### TEXTO FORNECIDO
>>

Um crime com 32 anos e muitas histórias judiciais e pessoais mal contadas cruzam-se numa quase luta diplomática entre o Velho e o Novo Mundo. O realizador de "O Pianista" e "A Semente do Mal" foi preso no sábado e arrisca a extradição para os EUA, de onde fugiu em 1978 depois de ter mantido relações sexuais com uma menina de 13 anos. Ela perdoou-o. E nós?

A história tem os contornos de qualquer detenção de uma celebridade particularmente amada e detestada, sobretudo quando envolve um crime sexual com menores. Tal como aconteceu com Winona Ryder ou Michael Jackson, do embate de Polanski com a justiça já resultou um ícone do consumismo na cultura pop. É verdade, elas aí estão - as t-shirts "Free Roman Polanski" já emergiram na Internet e estão à venda por preços entre os 10 e os 22 dólares. É o preço a pagar por uma história com 30 anos de sexo, mentiras e vídeo.

Há já muitos dispostos a vestir a camisola da causa "Libertem Polanski". Amigos, admiradores, artistas, nomes de todo o mundo estão a mobilizar-se. Barbet Schroeder, Costa-Gavras, Wong Kar-wai, Fanny Ardant, Ettore Scola, Giuseppe Tornatore e Monica Bellucci são alguns dos cerca de 70 signatários célebres da petição que exige a libertação imediata de Polanski e que contestam a "armadilha policial" que o apanhou.

Roman Polanski foi detido no sábado à noite em Zurique, onde vai ser homenageado com um prémio de carreira no festival de cinema da cidade. Já passou três noites na prisão por um crime cometido e admitido há 32 anos. E cuja vítima abdicou da queixa. Polanski teve relações sexuais com uma menina de 13 anos em 1977. O crime é público, pelo que a acusação e o mandado de captura se mantêm. A Suíça tem acordo de extradição com os EUA e desta vez sabia onde encontrar Polanski.

O realizador de "Chinatown" e "O Pianista" (que lhe valeu um Óscar, recebido em 2003 por Harrison Ford pela impossibilidade de Polanski viajar até aos EUA devido ao mandado de captura) agradece a todos os que têm manifestado o seu apoio após a sua detenção. E, segundo o seu agente Jeff Berg, mantém o ânimo. "A voz dele é forte... está muito ansioso para resolver isto e ir para casa", disse Berg à BBC Radio 4.

<<

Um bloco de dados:
>>

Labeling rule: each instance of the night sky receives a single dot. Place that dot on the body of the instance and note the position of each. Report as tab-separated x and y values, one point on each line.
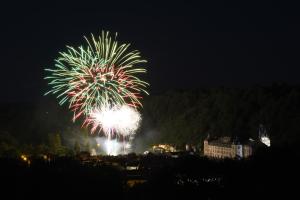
187	45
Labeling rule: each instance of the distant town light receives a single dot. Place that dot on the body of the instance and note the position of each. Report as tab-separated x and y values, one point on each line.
266	140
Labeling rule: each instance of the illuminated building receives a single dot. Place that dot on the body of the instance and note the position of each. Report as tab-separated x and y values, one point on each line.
225	148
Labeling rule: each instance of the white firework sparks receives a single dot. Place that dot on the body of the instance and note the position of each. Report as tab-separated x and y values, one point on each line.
122	120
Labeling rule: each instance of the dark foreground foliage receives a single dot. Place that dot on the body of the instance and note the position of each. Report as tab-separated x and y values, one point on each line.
271	172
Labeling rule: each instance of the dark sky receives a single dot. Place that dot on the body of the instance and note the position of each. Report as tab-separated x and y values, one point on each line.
188	45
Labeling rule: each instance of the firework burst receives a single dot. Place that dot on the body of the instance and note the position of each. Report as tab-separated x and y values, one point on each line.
102	72
119	119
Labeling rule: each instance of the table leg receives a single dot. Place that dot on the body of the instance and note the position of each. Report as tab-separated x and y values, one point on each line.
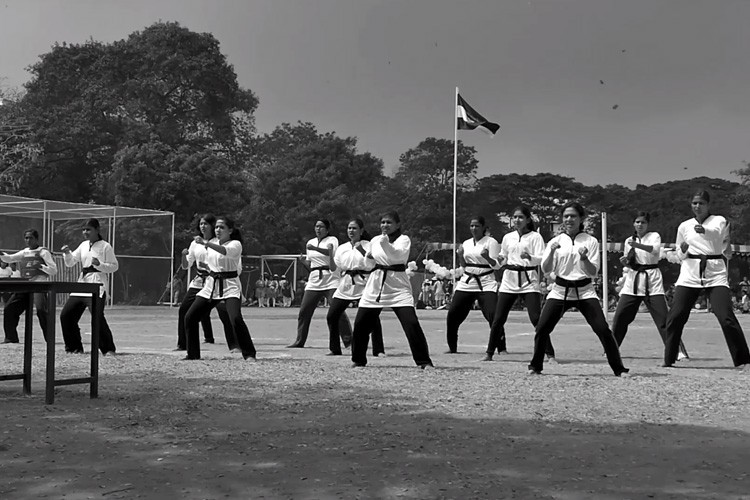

<<

### TAREFAS PROPOSTAS
• 1. Repete fielmente o trecho do texto sobre a detenção de Roman Polanski, começando em "Roman Polanski foi" e seguindo até "onde encontrar Polanski.".
• 2. De acordo com o texto sobre a detenção de Roman Polanski, em que cidade foi ele detido?

### RESPOSTAS POR ORDEM
• 1.
Roman Polanski foi detido no sábado à noite em Zurique, onde vai ser homenageado com um prémio de carreira no festival de cinema da cidade. Já passou três noites na prisão por um crime cometido e admitido há 32 anos. E cuja vítima abdicou da queixa. Polanski teve relações sexuais com uma menina de 13 anos em 1977. O crime é público, pelo que a acusação e o mandado de captura se mantêm. A Suíça tem acordo de extradição com os EUA e desta vez sabia onde encontrar Polanski.

• 2. Em Zurique.